__本文抜粋__:

============================================================

このコンテンツは、「グローバルネット」から転載して情報をお送りしています。

福島大学 鈴木浩

無断転載禁じます

 10月13日、福島県議会は「福島県商業まちづくりの推進に関する条例」を可決した。地方都市における中心市街地空洞化と大型店の郊外出店との関連を見据えた上での立地に関わるルールを定め、大型店の地域社会との共存の方向を指し示していこうとしたものである。予想されていたことではあるが、大型店業界からは現在の「市場原理」や「競争原理」、そのための規制緩和に逆行するものであるという批判が表明され、「憲法違反」という表現まで飛び出した。中心市街地の空洞化に直面している市町村では、おおむね歓迎の反応のようだが、大型店の立地を期待する近郊農村などからは疑問が示されている。
 大型店立地問題は、地方都市や地域社会にどのような影響を与えるのか、今後のまちづくりに向けてどのような対応が求められているか、少し広範な視点から検討してみたい。

============================================================

__提供データ__:
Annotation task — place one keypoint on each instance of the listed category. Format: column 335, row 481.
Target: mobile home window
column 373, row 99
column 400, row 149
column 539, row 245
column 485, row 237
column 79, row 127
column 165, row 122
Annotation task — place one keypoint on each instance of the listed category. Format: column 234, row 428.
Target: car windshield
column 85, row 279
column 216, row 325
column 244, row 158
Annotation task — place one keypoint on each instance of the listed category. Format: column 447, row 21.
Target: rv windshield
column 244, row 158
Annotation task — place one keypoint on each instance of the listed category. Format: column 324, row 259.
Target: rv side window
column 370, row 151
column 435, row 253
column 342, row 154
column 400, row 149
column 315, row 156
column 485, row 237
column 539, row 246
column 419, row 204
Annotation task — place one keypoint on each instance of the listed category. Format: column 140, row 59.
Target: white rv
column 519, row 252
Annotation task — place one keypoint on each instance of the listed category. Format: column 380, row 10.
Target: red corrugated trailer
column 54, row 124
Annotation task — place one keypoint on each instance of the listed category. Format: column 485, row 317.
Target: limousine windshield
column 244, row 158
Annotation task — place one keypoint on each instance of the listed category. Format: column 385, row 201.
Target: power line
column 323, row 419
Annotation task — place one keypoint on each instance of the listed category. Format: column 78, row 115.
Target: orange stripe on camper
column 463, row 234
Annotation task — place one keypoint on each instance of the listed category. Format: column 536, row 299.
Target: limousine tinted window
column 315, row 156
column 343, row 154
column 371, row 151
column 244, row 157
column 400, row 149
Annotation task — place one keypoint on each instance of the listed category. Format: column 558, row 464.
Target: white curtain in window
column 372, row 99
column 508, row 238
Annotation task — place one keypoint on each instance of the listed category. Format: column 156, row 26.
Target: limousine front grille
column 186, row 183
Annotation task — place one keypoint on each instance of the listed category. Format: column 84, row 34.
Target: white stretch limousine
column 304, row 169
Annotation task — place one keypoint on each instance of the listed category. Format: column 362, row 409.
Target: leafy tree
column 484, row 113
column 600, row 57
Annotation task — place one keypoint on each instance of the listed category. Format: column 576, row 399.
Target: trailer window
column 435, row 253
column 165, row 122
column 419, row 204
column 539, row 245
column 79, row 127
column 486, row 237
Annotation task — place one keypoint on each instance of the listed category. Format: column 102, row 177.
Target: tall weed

============================================================

__練習問題__:
a – 福島県の商業まちづくり条例に関する抜粋を読み、次の問いに答えてください。
(i) 福島県議会が条例を可決したのは何月何日ですか。
(ii) 大型店業界からの批判の中で、どのような表現まで飛び出しましたか。
(iii) 大型店の立地を期待する近郊農村などからは、どのような反応が示されていますか。
b – 福島県の商業まちづくり条例に関する抜粋によると、大型店業界はなぜこの条例を批判したのですか。一文から三文で説明してください。
c – 福島県の商業まちづくり条例に関する抜粋の続きを書き進めてください。
データは参照しなくてもかまいません。

__解答例__:
a –
(i) 10月13日です。
(ii) 「憲法違反」という表現です。
(iii) 疑問が示されています。

b – 大型店業界は、この条例が現在の「市場原理」や「競争原理」に逆行すると考えました。また、それらを支える規制緩和の流れにも逆行するものだとみなしたため、批判を表明しました。

c –
地方都市における中心市街地の空洞化

 全国各地の地方都市は、長い間、中心市街地空洞化に直面し、対応に苦慮している。その要因として考えられるのは、(1)車社会の進行(2)市街地の拡大と住宅や公共施設などの郊外化(3)バイパスや幹線道路沿いのロードサイドショップの乱立(4)中心市街地居住人口の減少と高齢化(5)複数の市街地を商圏とした広域型大規模集客施設の農村部への立地——などである。
 ショッピングセンターなどの大規模集客施設の立地は、中心市街地から市街地縁辺部へ、そして現在は、一つの市街地だけではなく、いくつかの市街地を商圏に巻き込むような農村部の幹線道路沿いへの立地が目立ち始めている。中心市街地に立地していたときには、地元商店街も共存の方法を探していたし、一定の相乗効果もなかったわけではない。しかし、複数の市街地を商圏に巻き込んだ広域型のショッピングセンターの立地は、既存の中心市街地商店街に大きな影を落としている。シャッター街などの出現である。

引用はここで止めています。